Short exercise
Print each line of the data below, without changing a character.
--- Supplied material ---
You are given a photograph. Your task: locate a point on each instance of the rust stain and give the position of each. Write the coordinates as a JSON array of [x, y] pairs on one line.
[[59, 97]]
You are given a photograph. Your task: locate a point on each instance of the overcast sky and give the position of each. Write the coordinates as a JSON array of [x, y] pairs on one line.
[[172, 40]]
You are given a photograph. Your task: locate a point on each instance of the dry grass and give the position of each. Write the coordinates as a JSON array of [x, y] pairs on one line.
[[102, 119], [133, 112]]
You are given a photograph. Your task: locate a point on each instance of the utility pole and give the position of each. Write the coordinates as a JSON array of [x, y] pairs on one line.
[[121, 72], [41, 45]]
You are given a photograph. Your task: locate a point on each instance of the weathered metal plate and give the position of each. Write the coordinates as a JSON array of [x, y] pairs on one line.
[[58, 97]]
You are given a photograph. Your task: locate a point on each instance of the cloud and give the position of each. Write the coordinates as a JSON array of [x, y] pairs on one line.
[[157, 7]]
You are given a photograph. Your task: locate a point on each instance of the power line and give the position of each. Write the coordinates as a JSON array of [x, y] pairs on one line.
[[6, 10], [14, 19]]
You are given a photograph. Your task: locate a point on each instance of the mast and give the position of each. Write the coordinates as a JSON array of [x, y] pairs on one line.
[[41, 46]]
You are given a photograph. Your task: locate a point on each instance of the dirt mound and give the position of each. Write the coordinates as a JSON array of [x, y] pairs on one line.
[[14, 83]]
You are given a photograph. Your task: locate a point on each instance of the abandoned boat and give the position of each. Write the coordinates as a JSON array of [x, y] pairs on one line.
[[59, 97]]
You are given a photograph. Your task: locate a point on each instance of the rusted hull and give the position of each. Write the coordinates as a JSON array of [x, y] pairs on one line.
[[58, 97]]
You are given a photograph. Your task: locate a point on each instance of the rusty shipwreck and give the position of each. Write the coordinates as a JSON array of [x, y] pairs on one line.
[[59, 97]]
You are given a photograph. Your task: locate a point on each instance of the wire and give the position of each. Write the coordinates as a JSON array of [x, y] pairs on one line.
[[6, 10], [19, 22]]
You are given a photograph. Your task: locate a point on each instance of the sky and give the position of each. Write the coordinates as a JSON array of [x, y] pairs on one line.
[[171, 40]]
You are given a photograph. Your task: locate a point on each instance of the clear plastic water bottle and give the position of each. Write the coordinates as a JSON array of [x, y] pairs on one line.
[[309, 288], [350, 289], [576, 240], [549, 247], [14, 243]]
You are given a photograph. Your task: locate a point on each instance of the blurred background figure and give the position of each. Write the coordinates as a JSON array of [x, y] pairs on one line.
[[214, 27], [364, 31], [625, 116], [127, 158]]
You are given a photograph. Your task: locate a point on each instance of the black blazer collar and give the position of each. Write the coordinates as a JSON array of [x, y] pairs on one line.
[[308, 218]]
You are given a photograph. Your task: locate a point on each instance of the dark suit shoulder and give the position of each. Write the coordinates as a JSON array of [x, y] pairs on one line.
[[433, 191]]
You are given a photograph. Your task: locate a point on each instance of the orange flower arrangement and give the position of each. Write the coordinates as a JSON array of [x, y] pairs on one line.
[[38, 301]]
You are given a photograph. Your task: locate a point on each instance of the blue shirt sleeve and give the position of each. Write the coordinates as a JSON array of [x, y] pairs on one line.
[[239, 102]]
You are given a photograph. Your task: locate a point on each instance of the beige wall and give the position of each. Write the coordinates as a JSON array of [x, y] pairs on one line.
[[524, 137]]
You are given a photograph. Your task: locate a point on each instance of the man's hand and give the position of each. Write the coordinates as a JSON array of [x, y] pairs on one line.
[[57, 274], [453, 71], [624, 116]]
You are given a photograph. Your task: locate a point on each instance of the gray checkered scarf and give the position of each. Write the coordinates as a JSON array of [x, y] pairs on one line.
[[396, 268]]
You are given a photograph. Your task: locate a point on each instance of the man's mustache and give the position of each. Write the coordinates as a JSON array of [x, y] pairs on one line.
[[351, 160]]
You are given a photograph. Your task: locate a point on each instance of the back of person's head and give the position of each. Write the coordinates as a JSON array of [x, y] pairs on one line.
---
Response
You are given a photograph. Your task: locate a point on each instance of the rust stain and give the position of each. Write the coordinates as a JSON array of [x, y] pairs on one line.
[[59, 97]]
You are given a photograph. Your task: locate a point on each instance of the overcast sky and give the position of each. Write the coordinates as a JSON array of [x, y] pairs on one line.
[[172, 40]]
You are given a photograph. Your task: locate a point on each instance of the dry grass and give the position of each. Write the coordinates as a JSON array of [x, y] pairs on one line.
[[102, 119], [133, 112]]
You are given a photograph. Your task: locate a point on each instance of the utility pole and give the position of each. Write the coordinates as a JSON array of [x, y] pairs on one line.
[[121, 72], [41, 45]]
You are given a photograph. Your task: locate a point on each instance of the weathered metal plate and give the position of each. Write the coordinates as a JSON array of [x, y] pairs on one line.
[[58, 97]]
You are given a photograph. Your task: locate a point on each instance of the cloud and give the position of each. Write the coordinates as a JSON array of [x, y] pairs on one line.
[[157, 7]]
You are given a photograph. Your task: locate a point on each instance of the power line and give the position of each. Write the coordinates as a JSON array of [x, y] pairs on one line.
[[6, 10], [14, 19]]
You are given a photograph. Your task: locate a point on each instance of the mast and give the position of each. Write the coordinates as a JSON array of [x, y] pairs on one line.
[[41, 46]]
You are given a photograph. Your task: locate a point on each instance of the dirt mound and give the position of each. Write the coordinates as a JSON array of [x, y] pairs on one line.
[[14, 83]]
You are given a photograph. Your task: locate a point on each instance of the abandoned boat and give the position of each. Write the coordinates as a JSON array of [x, y] pairs on one line.
[[59, 97]]
You are given a photograph. Your task: locate a point on each instance of the rusted hull and give the position of each. Write the coordinates as a JSON array of [x, y] pairs on one line.
[[58, 97]]
You are given a photograph. Your task: locate a point on each instance of the rusty shipwreck and give the position of each. Write the coordinates as a JSON array of [x, y] pairs on one line.
[[59, 97]]
You are given a photograph. Your task: locate a point on each instance of the wire and give the position of each. Write the coordinates as a JSON array of [x, y] pairs on one line.
[[6, 10], [19, 22]]
You are given a photograph. Your task: locate a point on each instance of the sky and give the position of each. Write the coordinates as a JSON array of [x, y] pairs on one line.
[[171, 40]]
You are given a photograph. Your task: locate a point on each instance of the clear plastic water bottle and give the position of each. Write the coordinates as a JSON array of [x, y] pairs on one line.
[[309, 288], [350, 289], [576, 240], [549, 247], [14, 243]]
You are given a photograph. Your task: locate a point on each instance of the blurred background figure and give the position of each. Write the coordinates as a JSON array of [x, y] pairs on one line.
[[214, 27], [364, 31], [625, 116], [127, 158]]
You are given a photograph. Your task: locate a point on each instance of the black blazer collar and give the position of each. Write the coordinates as a JSON array of [x, y] pairs on one line.
[[308, 218]]
You are given a photograph. Your task: locate a point on each instance of the dark suit shoulder and give the position of each. Write the coordinates as a JSON array of [x, y] pairs on one line.
[[433, 191]]
You are given a photograph. Your task: locate a point on each instance of the orange flower arrangement and give the position of each. Write the coordinates as a JSON array of [x, y] pairs on one line.
[[38, 301]]
You are given a photograph. Your task: locate a point on each instance of the blue shirt sleeve and give the position of each. Write the coordinates as a JSON array of [x, y] pairs on one line.
[[239, 102]]
You are given a photograph. Your task: locate a point on each instance of the beige wall and give the position of each. Write the coordinates as a JSON array of [x, y] pairs on one line.
[[524, 137]]
You are given a photograph. Your task: locate a point on each instance of the man's hand and give the position of each. Write the coordinates as a JSON array of [x, y] pairs on one line.
[[57, 274], [453, 71], [624, 116]]
You are given a photograph. Your task: locate a point on each instance of the gray checkered scarf and give the position of each. Write the coordinates as a JSON array of [x, y] pairs on one line.
[[396, 268]]
You are given a photograph. Your task: locate a point on each instance of the man's mustache and give the position of each. Write the coordinates as a JSON array of [x, y] pairs on one line.
[[351, 160]]
You are given a photograph. Your task: locate a point on each instance of the back of person's head and give the position of each. Write the coordinates as a JSON array of [x, y] pairs on one line.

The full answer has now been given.